= Beginning of Section =
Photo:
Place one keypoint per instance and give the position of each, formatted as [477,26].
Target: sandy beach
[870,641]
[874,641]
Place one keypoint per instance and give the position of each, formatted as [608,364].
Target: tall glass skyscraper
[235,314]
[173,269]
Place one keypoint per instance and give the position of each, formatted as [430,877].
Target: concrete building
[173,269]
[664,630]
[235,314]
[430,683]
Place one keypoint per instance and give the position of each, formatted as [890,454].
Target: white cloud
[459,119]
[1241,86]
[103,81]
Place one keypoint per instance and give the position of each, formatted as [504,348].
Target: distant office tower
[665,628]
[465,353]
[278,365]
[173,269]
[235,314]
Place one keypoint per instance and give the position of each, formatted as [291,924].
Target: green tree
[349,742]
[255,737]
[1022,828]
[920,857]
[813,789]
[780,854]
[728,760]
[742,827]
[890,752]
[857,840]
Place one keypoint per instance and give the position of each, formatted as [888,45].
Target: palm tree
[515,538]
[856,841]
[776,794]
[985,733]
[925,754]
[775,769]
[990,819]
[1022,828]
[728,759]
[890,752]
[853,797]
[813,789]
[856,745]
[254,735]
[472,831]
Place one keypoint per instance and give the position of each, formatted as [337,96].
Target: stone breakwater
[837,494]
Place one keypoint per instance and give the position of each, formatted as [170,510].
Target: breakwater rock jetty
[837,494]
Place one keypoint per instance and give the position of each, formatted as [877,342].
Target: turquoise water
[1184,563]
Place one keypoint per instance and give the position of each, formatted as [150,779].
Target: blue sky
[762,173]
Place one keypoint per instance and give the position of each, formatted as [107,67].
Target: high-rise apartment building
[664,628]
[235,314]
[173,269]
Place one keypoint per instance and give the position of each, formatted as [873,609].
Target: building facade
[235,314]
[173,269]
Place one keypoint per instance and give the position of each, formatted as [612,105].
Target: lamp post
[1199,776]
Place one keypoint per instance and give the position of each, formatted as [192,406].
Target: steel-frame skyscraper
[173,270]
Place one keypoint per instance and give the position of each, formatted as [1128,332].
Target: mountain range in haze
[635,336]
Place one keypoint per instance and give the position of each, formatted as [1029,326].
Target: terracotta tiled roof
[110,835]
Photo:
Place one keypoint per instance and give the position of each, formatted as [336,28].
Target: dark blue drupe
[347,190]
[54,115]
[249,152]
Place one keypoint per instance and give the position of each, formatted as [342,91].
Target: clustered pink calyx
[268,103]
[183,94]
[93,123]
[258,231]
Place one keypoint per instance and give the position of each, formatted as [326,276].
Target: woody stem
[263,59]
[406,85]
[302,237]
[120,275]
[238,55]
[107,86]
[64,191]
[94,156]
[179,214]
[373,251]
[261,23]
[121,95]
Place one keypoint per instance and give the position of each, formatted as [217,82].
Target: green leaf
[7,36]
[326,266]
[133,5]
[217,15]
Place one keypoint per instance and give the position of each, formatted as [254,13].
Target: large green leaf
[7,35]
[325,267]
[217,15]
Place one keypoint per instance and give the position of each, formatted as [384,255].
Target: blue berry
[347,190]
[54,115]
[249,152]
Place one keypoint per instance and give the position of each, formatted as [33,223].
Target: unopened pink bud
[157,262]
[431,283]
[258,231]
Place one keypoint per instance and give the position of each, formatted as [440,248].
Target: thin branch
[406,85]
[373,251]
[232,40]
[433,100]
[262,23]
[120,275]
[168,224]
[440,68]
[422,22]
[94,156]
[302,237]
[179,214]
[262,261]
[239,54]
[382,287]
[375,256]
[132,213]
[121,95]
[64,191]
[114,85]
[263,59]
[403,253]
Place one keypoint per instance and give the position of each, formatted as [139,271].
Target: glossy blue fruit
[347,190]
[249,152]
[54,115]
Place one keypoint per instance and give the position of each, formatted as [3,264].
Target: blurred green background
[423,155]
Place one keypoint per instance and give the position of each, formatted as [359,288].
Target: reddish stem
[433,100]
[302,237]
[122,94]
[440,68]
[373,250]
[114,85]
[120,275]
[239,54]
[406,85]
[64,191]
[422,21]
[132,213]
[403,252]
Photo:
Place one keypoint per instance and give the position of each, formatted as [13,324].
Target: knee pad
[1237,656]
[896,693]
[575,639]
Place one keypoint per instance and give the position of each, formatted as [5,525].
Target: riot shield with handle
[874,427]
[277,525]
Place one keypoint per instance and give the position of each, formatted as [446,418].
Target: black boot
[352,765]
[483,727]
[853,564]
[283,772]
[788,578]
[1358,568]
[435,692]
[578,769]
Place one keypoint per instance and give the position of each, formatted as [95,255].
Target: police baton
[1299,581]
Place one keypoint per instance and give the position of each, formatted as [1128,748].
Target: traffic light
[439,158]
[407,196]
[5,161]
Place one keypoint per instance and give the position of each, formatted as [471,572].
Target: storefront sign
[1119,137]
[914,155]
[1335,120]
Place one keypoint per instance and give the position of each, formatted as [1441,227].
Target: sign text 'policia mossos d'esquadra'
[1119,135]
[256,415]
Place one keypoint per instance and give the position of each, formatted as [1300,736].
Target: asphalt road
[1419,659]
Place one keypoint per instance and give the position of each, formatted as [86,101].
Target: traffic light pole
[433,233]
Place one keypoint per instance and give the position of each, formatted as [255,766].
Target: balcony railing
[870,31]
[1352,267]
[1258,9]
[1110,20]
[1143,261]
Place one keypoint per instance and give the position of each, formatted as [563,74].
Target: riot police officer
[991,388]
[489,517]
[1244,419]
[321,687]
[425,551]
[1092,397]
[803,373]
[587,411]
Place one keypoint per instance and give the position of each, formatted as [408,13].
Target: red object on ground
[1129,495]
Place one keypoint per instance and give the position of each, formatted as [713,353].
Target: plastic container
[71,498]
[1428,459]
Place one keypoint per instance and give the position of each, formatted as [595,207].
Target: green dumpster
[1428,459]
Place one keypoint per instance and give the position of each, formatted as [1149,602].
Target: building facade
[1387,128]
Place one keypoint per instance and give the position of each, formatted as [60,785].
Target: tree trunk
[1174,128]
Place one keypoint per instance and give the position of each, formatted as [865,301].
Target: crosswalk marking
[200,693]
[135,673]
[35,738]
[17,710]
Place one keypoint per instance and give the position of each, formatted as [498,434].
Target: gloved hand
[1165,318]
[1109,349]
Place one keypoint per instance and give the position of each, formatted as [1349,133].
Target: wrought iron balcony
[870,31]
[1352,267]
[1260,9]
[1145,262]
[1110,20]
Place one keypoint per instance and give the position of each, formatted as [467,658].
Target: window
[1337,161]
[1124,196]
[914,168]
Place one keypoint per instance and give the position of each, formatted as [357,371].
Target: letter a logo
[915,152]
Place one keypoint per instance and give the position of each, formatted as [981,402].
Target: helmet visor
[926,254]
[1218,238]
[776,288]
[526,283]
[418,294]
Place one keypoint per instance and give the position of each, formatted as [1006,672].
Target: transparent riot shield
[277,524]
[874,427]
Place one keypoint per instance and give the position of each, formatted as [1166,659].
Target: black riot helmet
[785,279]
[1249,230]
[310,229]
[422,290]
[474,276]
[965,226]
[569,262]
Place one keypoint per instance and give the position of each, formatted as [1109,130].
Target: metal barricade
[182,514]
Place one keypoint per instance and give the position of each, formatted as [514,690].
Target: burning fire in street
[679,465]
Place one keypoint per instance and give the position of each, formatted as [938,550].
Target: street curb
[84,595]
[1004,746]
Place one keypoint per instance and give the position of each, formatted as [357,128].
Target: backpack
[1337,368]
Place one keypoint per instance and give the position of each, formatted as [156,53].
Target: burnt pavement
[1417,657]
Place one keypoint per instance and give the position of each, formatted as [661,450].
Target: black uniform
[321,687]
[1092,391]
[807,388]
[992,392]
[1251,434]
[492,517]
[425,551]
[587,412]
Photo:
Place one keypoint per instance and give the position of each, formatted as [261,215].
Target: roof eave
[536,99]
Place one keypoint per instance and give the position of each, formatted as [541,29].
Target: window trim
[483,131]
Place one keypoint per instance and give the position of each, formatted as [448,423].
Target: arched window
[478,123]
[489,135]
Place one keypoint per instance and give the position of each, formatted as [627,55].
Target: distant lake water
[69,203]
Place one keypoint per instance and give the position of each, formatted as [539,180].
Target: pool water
= End of Section =
**Exercise prompt:** Take from the material above the lines running from the one with "formatted as [217,82]." through the one with "formatted as [384,255].", and repeat them exactly, with nothing else.

**Output of the exercise:**
Place one keypoint per instance and give the position of each, formatted as [217,82].
Target: green leaf
[7,36]
[326,266]
[133,5]
[217,15]
Place one keypoint per instance and give the position of each, formatted as [254,13].
Target: large green leaf
[7,35]
[325,267]
[217,15]
Place one keypoint per instance and give the position of each, formatted as [384,255].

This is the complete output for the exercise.